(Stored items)
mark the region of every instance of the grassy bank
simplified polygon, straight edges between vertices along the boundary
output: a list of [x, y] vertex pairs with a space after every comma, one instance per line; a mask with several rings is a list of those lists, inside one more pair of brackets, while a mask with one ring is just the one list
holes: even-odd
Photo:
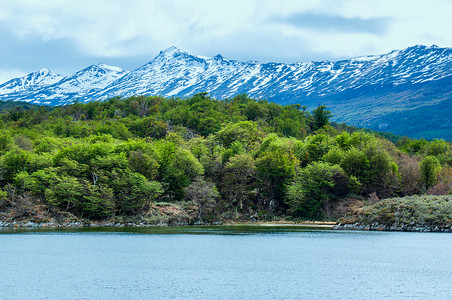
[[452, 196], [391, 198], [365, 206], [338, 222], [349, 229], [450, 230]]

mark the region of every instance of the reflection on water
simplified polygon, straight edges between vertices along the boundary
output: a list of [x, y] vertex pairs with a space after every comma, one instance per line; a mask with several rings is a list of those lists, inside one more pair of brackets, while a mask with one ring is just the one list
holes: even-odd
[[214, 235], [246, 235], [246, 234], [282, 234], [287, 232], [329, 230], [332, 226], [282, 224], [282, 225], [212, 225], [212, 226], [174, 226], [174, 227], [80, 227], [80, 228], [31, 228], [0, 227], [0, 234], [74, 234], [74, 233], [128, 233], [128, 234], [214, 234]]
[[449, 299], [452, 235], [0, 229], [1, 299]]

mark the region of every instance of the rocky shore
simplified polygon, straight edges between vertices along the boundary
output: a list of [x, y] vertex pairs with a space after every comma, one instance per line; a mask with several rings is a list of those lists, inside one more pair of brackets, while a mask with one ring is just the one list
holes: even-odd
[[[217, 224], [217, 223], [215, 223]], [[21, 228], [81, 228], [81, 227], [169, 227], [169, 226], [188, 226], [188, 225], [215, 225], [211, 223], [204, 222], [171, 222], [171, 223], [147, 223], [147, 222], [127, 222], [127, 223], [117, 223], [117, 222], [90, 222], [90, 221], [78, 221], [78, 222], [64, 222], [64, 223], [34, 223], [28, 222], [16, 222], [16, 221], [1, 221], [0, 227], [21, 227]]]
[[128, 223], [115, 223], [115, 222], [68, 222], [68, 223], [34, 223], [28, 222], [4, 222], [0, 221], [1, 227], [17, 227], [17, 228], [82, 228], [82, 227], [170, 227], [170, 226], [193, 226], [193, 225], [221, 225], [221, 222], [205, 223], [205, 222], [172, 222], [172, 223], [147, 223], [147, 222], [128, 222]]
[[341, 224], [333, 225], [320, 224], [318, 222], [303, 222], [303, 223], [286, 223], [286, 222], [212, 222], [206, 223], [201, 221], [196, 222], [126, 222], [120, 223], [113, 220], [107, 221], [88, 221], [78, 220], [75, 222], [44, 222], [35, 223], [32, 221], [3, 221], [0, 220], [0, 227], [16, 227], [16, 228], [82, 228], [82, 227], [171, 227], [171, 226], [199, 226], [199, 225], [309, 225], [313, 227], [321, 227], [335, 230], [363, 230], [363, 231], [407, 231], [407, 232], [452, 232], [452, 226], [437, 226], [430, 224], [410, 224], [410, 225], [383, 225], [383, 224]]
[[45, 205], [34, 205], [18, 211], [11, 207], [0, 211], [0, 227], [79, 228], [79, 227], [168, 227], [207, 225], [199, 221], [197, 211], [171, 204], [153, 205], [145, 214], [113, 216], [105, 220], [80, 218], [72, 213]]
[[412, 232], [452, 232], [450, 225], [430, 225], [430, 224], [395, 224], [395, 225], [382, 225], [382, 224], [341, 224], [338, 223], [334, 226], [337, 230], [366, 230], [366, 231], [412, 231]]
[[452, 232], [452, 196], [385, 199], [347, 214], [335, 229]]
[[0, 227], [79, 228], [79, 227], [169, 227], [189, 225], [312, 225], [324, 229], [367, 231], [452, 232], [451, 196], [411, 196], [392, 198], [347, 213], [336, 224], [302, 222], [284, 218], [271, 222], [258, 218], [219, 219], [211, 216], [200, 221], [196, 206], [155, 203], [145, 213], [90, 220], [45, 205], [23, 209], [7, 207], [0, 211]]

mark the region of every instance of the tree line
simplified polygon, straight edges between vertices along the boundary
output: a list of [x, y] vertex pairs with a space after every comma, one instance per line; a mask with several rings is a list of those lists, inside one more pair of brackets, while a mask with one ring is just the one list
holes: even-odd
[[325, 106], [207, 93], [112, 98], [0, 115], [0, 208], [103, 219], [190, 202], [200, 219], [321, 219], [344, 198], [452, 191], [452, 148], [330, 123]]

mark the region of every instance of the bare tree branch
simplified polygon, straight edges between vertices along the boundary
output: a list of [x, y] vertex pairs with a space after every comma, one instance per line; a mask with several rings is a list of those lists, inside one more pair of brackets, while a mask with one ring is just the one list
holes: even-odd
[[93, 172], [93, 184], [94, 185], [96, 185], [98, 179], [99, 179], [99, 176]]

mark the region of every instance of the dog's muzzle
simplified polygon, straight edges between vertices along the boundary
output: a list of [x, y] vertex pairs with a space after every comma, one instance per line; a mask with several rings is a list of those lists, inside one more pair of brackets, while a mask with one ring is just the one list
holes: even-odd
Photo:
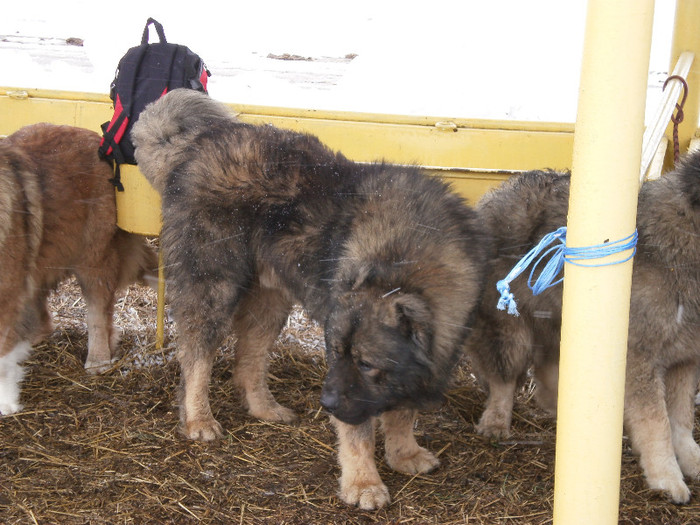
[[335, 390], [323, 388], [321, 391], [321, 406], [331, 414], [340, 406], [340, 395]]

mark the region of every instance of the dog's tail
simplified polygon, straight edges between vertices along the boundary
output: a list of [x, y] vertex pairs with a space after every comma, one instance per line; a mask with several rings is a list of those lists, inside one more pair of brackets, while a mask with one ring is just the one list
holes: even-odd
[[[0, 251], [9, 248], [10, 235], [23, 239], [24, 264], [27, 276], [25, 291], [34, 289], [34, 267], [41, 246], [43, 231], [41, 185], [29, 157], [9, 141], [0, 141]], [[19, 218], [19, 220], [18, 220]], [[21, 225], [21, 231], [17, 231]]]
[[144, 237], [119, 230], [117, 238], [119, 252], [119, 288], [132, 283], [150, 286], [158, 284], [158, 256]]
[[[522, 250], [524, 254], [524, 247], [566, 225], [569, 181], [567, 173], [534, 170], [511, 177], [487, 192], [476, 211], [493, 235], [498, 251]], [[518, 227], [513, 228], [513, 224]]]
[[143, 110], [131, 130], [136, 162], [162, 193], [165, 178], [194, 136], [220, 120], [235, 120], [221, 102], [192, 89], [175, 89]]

TASK PROMPT: Excluding the pictures, reproduce every entry exactly as given.

ANSWER TO THIS EXERCISE:
mark the region of every instance of the grassy bank
simplified polygon, straight edges between vertices along the boundary
output: a list of [x, y] vertex pairs with a space after every comma, one instance per line; a mask with several rings is a list of those lists, inside one more pair of brackets, while a mask with one ring is just the one list
holes: even-odd
Photo:
[[452, 196], [391, 198], [365, 206], [338, 222], [349, 229], [450, 230]]

mark the region of every instance of the reflection on water
simplified polygon, straight edges between vertices along the boundary
output: a list of [x, y] vertex pairs with a space after every comma, one instance per line; a mask with several rings is a list of those lists, inside one more pair of brackets, while a mask with one ring is just the one list
holes: even-odd
[[214, 235], [246, 235], [246, 234], [282, 234], [287, 232], [329, 230], [332, 226], [282, 224], [282, 225], [212, 225], [212, 226], [174, 226], [174, 227], [80, 227], [80, 228], [31, 228], [0, 227], [0, 234], [74, 234], [74, 233], [128, 233], [128, 234], [214, 234]]
[[449, 299], [452, 235], [0, 229], [1, 299]]

mark the region of every instance of the rocky shore
simplified polygon, straight edges between vertices along the boundary
output: a list of [x, y] vertex pairs with a space after every comma, one instance per line; a mask with several rings is a list of those lists, inside one more pair of brackets, while a mask with one ring is just the one list
holes: even-odd
[[[217, 224], [217, 223], [215, 223]], [[21, 228], [81, 228], [81, 227], [169, 227], [169, 226], [188, 226], [188, 225], [215, 225], [211, 223], [204, 222], [171, 222], [171, 223], [147, 223], [147, 222], [127, 222], [127, 223], [117, 223], [117, 222], [90, 222], [90, 221], [78, 221], [78, 222], [64, 222], [64, 223], [34, 223], [28, 222], [16, 222], [16, 221], [1, 221], [0, 227], [21, 227]]]
[[128, 223], [115, 223], [115, 222], [68, 222], [68, 223], [34, 223], [28, 222], [4, 222], [0, 221], [1, 227], [17, 227], [17, 228], [82, 228], [82, 227], [170, 227], [170, 226], [193, 226], [193, 225], [221, 225], [221, 222], [205, 223], [205, 222], [172, 222], [172, 223], [147, 223], [147, 222], [128, 222]]
[[341, 224], [333, 225], [320, 224], [318, 222], [303, 222], [303, 223], [286, 223], [286, 222], [212, 222], [206, 223], [201, 221], [196, 222], [126, 222], [120, 223], [113, 220], [107, 221], [88, 221], [78, 220], [75, 222], [44, 222], [35, 223], [32, 221], [3, 221], [0, 220], [0, 227], [16, 227], [16, 228], [82, 228], [82, 227], [171, 227], [171, 226], [199, 226], [199, 225], [309, 225], [313, 227], [321, 227], [335, 230], [363, 230], [363, 231], [407, 231], [407, 232], [452, 232], [452, 226], [437, 226], [430, 224], [410, 224], [410, 225], [383, 225], [383, 224]]
[[45, 205], [34, 205], [18, 211], [11, 207], [0, 211], [0, 227], [79, 228], [79, 227], [168, 227], [207, 225], [199, 221], [197, 211], [171, 204], [153, 205], [145, 214], [113, 216], [105, 220], [80, 218], [72, 213]]
[[412, 232], [452, 232], [450, 225], [430, 225], [430, 224], [395, 224], [395, 225], [382, 225], [382, 224], [341, 224], [338, 223], [334, 226], [337, 230], [366, 230], [366, 231], [412, 231]]
[[452, 232], [452, 196], [385, 199], [347, 214], [335, 229]]
[[0, 227], [79, 228], [79, 227], [169, 227], [189, 225], [312, 225], [324, 229], [367, 231], [452, 232], [451, 196], [411, 196], [392, 198], [347, 213], [336, 224], [302, 222], [284, 218], [271, 222], [258, 218], [219, 219], [211, 216], [200, 221], [196, 206], [155, 203], [145, 213], [90, 220], [45, 205], [23, 209], [7, 207], [0, 211]]

mark the region of every instance of the tree line
simplified polygon, straight edges between vertices along the boundary
output: a list of [x, y] vertex pairs with a space after every comma, one instance per line; a mask with several rings is a list of those lists, inside one more pair of brackets, while a mask with one ring is just the one list
holes: even-odd
[[325, 106], [207, 93], [112, 98], [0, 115], [0, 208], [103, 219], [190, 202], [200, 219], [321, 219], [344, 198], [452, 191], [452, 148], [330, 123]]

mark the region of every instance of the bare tree branch
simplified polygon, straight edges between vertices along the boundary
output: a list of [x, y] vertex pairs with a space after every comma, one instance per line; a mask with several rings is a list of those lists, inside one more pair of brackets, while a mask with one ring is just the one list
holes: even-odd
[[93, 172], [93, 184], [94, 185], [96, 185], [98, 179], [99, 179], [99, 176]]

mark the region of every instance of the dog's muzzle
simplified polygon, straight edges between vertices along the boundary
output: a list of [x, y] vertex pairs with a space after every comma, one instance per line; a mask with several rings is a list of those lists, inside one more pair of brackets, while a mask with one ring is just the one list
holes: even-odd
Photo:
[[335, 390], [323, 388], [321, 391], [321, 406], [331, 414], [340, 406], [340, 395]]

mark the region of every instance of the dog's tail
simplified polygon, straight edges between vertices along the boundary
output: a list of [x, y] vertex pairs with a space after every comma, one instance per line; a mask with several rings is a list of those lists, inside one more pair of brackets, while a mask with one ring is just the one list
holes: even-odd
[[[0, 251], [9, 248], [10, 235], [23, 239], [24, 264], [27, 276], [25, 291], [34, 289], [34, 267], [41, 246], [43, 231], [41, 185], [29, 157], [9, 141], [0, 141]], [[19, 218], [19, 220], [18, 220]], [[21, 225], [21, 231], [17, 231]]]
[[144, 237], [119, 230], [117, 238], [119, 252], [119, 288], [132, 283], [150, 286], [158, 284], [158, 256]]
[[[522, 250], [524, 254], [524, 247], [566, 225], [569, 181], [567, 173], [534, 170], [511, 177], [487, 192], [476, 211], [493, 235], [498, 251]], [[518, 227], [513, 228], [513, 224]]]
[[143, 110], [131, 130], [136, 162], [162, 193], [165, 178], [194, 136], [220, 120], [235, 120], [221, 102], [192, 89], [175, 89]]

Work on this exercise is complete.